─── Page text ───

Well I ended up settling on 1.261v for 4.8 on my chip to keep it stable and my cooler seems to handle it fine. Still fine tuning a little bit...but I think I've about found the sweet spot. Now gonna tune the RAM, in initial tests I had this 1866 up to 2133 and had relaxed the timings to 10-10-10-35. Gonna try keeping the stock CL9 timings and upping to 2133.

I'm leaving the cache at 8x-40x...and on that note, if I didn't mention it before did this on my server CPU too...I save about 7-10 watts during idle/low load.

So as it sits,

*CPU vcore* - Adaptive voltage, -.070 for offset (stock clock undervolting), 1.330v for adaptive voltage to apply during turbo mode, which subtracts the offset and allows for 1.261v at load and .650v at idle.
*CPU Input V* - 1.70v, planning to turn EPU back on...as it defaults to this and saves some more power...might as well see what I can turn on and keep stable. Still not done testing at 1.65v tho...but EPU must be disabled for changing this voltage to take effect...lesson re-learned.
*Memory* - XMP, 1866, CL9, 1.5v.
I'm not chasing high memory OC's either, 2133, maayybe 2200 if this memory can handle it....but this is more for fun atm...I'll likely drop back down to 1866 unless I can verify a change in games.
Asus power settings to optimal.
*BIOS* - 2103, I tried 2003 beta and had worse stability.

I have most power saving settings enabled at this point, Asus power settings to optimized, LLC on auto. I tried a lot of manual settings and have since put a lot of them back on auto.

I must say this system is fast, I'm extremely happy with the OC too. I have debated dropping the CPU OC which I will eventually...but I feel pretty good for accomplishing 4.8Ghz on air right now.


----------



## Toothless (Apr 16, 2016)

So cooling isn't an issue anymore, the issue now is voltage. Not sure how high I can push it since I can't find the "safe" 24/7 voltage cap. I saw on here that it's 1.325v but I'm sure 1.4v would let me to the 4.8ghz throne.


----------



## puma99dk| (Apr 16, 2016)

Toothless said:


> So cooling isn't an issue anymore, the issue now is voltage. Not sure how high I can push it since I can't find the "safe" 24/7 voltage cap. I saw on here that it's 1.325v but I'm sure 1.4v would let me to the 4.8ghz throne.



Have u consider delid ur i7?

I seen a lot of users doing this and not only getting better temps but been able to overclock higher at the same voltage.


----------



## Toothless (Apr 16, 2016)

puma99dk| said:


> Have u consider delid ur i7?
> 
> I seen a lot of users doing this and not only getting better temps but been able to overclock higher at the same voltage.


I'm not risking a $300 chip, nor do I have the equipment to delid it. Those people can do as they wish but I'm not going to do it.

─── Recorded data ───

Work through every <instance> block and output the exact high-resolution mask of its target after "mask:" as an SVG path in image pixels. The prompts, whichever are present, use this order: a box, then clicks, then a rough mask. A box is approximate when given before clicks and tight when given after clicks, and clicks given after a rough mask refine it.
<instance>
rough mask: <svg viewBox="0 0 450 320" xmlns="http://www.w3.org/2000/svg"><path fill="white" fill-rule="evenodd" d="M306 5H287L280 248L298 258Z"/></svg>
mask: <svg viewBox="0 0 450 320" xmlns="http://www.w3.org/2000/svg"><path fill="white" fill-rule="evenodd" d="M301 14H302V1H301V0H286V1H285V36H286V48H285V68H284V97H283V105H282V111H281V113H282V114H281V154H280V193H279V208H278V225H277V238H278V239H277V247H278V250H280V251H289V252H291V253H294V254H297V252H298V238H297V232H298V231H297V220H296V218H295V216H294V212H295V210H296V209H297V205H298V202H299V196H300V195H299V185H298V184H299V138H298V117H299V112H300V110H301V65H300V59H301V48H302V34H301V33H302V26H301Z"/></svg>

───

Problem to solve: Pick up the CPU overclocking thread after its final post and keep it going. The material was drawn from a separate source.

Expected answer:
----------



## puma99dk| (Apr 16, 2016)

Toothless said:


> I'm not risking a $300 chip, nor do I have the equipment to delid it. Those people can do as they wish but I'm not going to do it.



hehe, what r ur temps around the vrms using an aio? ppl sometimes forget that u don't have an active airflow around having a waterblock on ur cpu.


----------



## Toothless (Apr 16, 2016)

puma99dk| said:


> hehe, what r ur temps around the vrms using an aio? ppl sometimes forget that u don't have an active airflow around having a waterblock on ur cpu.


Not hot enough to cause issues.


----------



## TheHunter (Apr 16, 2016)

Toothless said:


> So cooling isn't an issue anymore, the issue now is voltage. Not sure how high I can push it since I can't find the "safe" 24/7 voltage cap. I saw on here that it's 1.325v but I'm sure 1.4v would let me to the 4.8ghz throne.




Depends, if it goes in ~ 0.06v steps by each 100Mhz bump like by mine if I go over 4.5Ghz, then you're looking at ~ 1.38V @4.8GHz. But I would say "safe" is stay at 1.35v or lower.. 

Maybe you can try per core OC
2core 4.9Ghz, 
3core 4.8Ghz,
4core 4.7Ghz.. 

could be doable with max 1.38-1.43V, but anything over 1.4v is a bit tricky unless you use C3, C1E, eist and adaptive voltage (adaptive only after stable oc).


----------



## FYFI13 (Apr 16, 2016)

_http://valid.canardpc.com/4dyzsv_

One of my first OC'ing attempts with this CPU, like a year and half ago right after buying it.


Edit:

FYFI13|4790K|1.216/1.2|4998MHz(50x100)|1.45V|x40(4000MHz)|2133MHz|Corsair H60|Asus Z97M-Plus, no OC on RAM


----------



## Toothless (Apr 16, 2016)

TheHunter said:


> Depends, if it goes in ~ 0.06v steps by each 100Mhz bump like by mine if I go over 4.5Ghz, then you're looking at ~ 1.38V @4.8GHz. But I would say "safe" is stay at 1.35v or lower..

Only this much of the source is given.